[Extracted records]
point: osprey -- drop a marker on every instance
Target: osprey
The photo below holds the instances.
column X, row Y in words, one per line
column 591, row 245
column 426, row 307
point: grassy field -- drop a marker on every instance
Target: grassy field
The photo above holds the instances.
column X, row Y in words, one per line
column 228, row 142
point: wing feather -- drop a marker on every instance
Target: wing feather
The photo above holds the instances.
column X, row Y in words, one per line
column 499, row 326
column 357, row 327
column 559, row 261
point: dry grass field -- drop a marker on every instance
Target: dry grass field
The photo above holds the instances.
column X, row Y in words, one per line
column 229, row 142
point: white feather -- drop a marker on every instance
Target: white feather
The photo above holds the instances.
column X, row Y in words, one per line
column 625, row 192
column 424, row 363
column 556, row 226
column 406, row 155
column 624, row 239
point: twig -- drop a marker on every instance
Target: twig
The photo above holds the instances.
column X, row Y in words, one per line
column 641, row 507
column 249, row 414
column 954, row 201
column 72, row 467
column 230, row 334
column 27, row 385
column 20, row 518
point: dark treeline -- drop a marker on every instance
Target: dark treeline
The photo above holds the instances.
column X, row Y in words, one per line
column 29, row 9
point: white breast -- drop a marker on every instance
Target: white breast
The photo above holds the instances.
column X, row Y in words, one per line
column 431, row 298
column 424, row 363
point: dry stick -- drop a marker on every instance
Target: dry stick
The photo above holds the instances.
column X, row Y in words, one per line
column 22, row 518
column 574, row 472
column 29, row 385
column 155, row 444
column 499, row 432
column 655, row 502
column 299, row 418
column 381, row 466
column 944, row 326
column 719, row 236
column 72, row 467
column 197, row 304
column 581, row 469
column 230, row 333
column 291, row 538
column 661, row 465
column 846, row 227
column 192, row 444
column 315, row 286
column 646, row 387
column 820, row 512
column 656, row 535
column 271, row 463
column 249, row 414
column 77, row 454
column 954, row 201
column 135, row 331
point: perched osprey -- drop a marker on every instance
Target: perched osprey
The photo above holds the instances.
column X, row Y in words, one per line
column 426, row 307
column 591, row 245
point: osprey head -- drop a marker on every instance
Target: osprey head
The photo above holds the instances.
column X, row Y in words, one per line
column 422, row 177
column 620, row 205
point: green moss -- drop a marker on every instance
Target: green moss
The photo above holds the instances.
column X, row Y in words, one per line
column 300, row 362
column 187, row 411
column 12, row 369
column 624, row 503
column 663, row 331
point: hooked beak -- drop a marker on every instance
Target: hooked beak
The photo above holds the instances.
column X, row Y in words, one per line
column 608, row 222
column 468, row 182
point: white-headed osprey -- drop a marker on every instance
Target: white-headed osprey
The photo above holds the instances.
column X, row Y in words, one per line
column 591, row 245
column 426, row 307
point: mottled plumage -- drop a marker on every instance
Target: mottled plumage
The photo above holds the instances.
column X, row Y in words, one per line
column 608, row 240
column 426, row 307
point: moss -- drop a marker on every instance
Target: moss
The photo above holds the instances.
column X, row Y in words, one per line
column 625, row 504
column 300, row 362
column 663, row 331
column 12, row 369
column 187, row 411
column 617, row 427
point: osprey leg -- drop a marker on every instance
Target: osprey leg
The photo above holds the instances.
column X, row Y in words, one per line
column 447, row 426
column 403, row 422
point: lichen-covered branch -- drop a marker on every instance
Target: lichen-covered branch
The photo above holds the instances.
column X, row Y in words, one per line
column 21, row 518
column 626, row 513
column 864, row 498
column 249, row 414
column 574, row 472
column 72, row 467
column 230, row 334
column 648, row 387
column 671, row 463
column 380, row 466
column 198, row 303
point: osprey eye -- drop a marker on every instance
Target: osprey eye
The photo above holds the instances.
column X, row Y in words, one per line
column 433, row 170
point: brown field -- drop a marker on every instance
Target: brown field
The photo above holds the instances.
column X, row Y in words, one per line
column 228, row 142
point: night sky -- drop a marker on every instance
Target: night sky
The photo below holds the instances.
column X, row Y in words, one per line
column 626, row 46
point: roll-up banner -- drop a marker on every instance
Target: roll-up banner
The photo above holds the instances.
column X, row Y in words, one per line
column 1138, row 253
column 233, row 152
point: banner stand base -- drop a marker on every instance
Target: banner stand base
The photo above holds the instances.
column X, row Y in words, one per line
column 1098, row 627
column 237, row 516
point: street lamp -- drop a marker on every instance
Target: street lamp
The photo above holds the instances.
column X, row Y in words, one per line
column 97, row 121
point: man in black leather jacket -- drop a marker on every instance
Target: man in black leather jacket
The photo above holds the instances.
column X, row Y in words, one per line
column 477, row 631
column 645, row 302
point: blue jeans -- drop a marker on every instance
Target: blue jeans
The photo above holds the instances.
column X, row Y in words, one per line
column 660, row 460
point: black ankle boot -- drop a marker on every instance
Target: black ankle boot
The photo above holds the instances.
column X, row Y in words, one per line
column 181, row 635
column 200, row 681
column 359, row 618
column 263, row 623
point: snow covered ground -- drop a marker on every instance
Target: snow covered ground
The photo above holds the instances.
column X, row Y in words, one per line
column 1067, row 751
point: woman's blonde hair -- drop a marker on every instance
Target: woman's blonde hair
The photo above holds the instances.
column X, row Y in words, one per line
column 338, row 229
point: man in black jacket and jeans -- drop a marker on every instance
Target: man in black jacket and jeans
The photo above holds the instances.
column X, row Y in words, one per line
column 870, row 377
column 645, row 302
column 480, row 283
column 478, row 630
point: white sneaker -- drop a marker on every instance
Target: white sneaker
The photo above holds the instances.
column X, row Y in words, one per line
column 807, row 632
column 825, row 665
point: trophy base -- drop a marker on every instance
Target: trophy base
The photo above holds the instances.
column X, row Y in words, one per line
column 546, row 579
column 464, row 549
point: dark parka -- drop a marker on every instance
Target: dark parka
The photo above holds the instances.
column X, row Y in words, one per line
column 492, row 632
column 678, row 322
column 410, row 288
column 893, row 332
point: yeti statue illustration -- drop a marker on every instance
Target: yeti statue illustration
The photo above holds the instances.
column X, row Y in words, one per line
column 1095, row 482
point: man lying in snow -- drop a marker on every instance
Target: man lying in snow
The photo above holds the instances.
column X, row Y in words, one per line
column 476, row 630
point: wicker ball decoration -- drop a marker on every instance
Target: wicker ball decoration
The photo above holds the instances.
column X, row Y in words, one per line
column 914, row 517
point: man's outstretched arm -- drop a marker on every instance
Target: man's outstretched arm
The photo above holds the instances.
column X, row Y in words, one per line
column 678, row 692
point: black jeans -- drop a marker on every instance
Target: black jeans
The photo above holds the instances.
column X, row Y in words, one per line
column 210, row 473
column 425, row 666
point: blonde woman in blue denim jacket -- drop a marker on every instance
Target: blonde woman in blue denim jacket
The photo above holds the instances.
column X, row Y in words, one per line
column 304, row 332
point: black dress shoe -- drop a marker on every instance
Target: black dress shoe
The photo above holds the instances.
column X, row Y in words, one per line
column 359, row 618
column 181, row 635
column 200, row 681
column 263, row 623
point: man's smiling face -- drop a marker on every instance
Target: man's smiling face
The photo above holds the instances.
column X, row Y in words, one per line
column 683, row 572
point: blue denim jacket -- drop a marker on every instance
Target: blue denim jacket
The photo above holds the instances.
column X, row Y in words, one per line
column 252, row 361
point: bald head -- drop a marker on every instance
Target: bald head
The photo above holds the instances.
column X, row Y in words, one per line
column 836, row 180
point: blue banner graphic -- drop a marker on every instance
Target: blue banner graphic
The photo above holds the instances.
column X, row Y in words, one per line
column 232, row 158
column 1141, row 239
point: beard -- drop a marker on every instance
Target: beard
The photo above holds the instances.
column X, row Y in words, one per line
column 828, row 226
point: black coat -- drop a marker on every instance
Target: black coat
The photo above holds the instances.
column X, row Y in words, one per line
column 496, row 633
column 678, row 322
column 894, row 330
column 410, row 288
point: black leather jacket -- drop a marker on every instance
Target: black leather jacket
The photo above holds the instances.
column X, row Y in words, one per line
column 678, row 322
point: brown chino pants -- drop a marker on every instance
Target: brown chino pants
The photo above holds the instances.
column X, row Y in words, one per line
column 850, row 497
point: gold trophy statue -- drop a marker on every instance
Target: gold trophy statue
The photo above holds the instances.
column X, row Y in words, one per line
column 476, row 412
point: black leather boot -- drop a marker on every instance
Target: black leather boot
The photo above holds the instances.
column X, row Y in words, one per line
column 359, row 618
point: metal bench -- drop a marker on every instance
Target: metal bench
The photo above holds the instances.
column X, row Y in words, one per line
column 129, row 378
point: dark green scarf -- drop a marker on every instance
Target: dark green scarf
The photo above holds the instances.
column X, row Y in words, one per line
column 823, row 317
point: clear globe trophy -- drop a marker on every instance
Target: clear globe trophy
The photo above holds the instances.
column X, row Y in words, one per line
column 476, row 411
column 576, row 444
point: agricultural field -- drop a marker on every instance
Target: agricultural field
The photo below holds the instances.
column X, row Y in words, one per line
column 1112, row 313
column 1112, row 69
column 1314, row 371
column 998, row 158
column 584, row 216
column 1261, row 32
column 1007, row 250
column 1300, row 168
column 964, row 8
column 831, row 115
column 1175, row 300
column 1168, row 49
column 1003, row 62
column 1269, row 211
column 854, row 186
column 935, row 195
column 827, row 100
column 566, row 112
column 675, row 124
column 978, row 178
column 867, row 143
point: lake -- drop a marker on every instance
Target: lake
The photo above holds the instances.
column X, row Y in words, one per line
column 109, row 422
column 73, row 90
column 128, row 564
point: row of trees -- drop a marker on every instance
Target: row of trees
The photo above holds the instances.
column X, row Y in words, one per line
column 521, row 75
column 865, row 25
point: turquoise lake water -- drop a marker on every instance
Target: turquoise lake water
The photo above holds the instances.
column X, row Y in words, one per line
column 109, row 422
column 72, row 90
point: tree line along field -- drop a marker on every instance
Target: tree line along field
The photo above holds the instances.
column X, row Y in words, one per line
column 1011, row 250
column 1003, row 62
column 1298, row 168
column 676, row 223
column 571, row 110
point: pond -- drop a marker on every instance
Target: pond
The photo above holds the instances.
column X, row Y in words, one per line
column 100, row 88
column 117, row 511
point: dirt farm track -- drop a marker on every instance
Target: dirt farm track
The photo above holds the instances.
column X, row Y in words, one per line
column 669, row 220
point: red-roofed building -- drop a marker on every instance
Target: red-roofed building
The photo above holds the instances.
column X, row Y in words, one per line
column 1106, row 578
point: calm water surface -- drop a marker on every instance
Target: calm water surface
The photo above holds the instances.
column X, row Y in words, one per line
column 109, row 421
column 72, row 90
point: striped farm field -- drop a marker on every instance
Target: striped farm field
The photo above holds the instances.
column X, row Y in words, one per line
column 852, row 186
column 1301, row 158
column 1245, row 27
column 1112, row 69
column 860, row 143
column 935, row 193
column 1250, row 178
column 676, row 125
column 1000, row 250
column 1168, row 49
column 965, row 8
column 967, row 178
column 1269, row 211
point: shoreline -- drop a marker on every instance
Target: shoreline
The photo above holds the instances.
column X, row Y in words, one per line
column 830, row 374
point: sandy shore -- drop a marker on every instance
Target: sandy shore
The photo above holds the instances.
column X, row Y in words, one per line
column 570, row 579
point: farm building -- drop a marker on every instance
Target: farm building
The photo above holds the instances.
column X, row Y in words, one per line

Given task:
Retype the stretch from the start of the material above through the line that contains "column 559, row 261", with both ends included.

Written response:
point: osprey -- drop a marker on every instance
Target: osprey
The photo below holds the instances.
column X, row Y in words, one per line
column 591, row 245
column 426, row 307
point: grassy field -- drop a marker on every instance
Target: grassy field
The photo above holds the instances.
column X, row Y in words, one per line
column 228, row 142
point: wing feather -- drop a marker on every instance
Target: wing feather
The photo above holds the instances.
column X, row Y in words, one per line
column 499, row 326
column 357, row 327
column 559, row 261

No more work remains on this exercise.